Excerpt:
────────────────────

Wednesday, September 18, 2013

Understanding MT Customization

While we have reached a point in time where many more people realize that machine translation (MT) produces the best results when it is properly customized, what customization actually means is still not well understood. 

There is a significant difference between shallow customization and deep customization in terms of the impact on the MT system’s output quality. The quality of output in turn has a direct impact on the potential business leverage and return on investment. There are a growing number of MT vendors, but very few real MT developers in the market today, and deep expertise is the key differentiator that leads directly to better output and better productivity. It is important for anyone considering purchasing an MT solution to understand the difference between the two types of vendors.

Generally, MT developers have created either Rules Based Machine Translation (RBMT) or Statistical Machine Translation (SMT) systems with hands-on coding at the deepest levels of the core MT engine and its surrounding technologies. Thus they are likely to have insight into how and why an MT engine works the way it does. They are also more likely to be able to coax an engine to produce better quality output by applying the optimal corrective actions to improve on initial results.

In contrast, most Do-It-Yourself (DIY) MT vendors provide little, if any, real innovation and focus on simplifying and packaging a collection of open source tools into a web based offering. Their primary emphasis is on simplifying the interface to these open source tools and enabling a user to build a basic MT system with user data instantly. I would characterize this approach as a shallow customization. When real understanding of the engine technology and data is required, few have the necessary skills needed to make this initial MT engine quality better on an ongoing basis and even less ability to make it reach levels of quality that provides real competitive advantage.

────────────────────

Information provided:
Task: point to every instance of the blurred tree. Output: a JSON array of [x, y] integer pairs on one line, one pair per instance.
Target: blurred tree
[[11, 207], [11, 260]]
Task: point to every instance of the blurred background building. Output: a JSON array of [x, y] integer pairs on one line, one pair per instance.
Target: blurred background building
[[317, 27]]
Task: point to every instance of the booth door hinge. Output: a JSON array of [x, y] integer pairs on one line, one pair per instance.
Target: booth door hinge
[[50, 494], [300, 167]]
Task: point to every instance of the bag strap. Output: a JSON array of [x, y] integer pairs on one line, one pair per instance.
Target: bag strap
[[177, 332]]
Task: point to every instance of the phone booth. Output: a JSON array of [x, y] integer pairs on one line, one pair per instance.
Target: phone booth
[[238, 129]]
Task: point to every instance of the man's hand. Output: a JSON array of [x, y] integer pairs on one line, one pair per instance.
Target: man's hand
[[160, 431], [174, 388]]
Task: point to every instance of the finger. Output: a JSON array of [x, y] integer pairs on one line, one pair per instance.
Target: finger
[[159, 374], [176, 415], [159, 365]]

────────────────────

Challenges:
• 1. Write out the passage of the MT customization post between "Understanding MT Customization" and "not well understood.", inclusive.
• 2. In the MT customization post, which two types of systems does it say MT developers have generally created?

Solutions to the exercise:
• 1.
Understanding MT Customization

While we have reached a point in time where many more people realize that machine translation (MT) produces the best results when it is properly customized, what customization actually means is still not well understood.

• 2. Rules Based Machine Translation (RBMT) or Statistical Machine Translation (SMT) systems.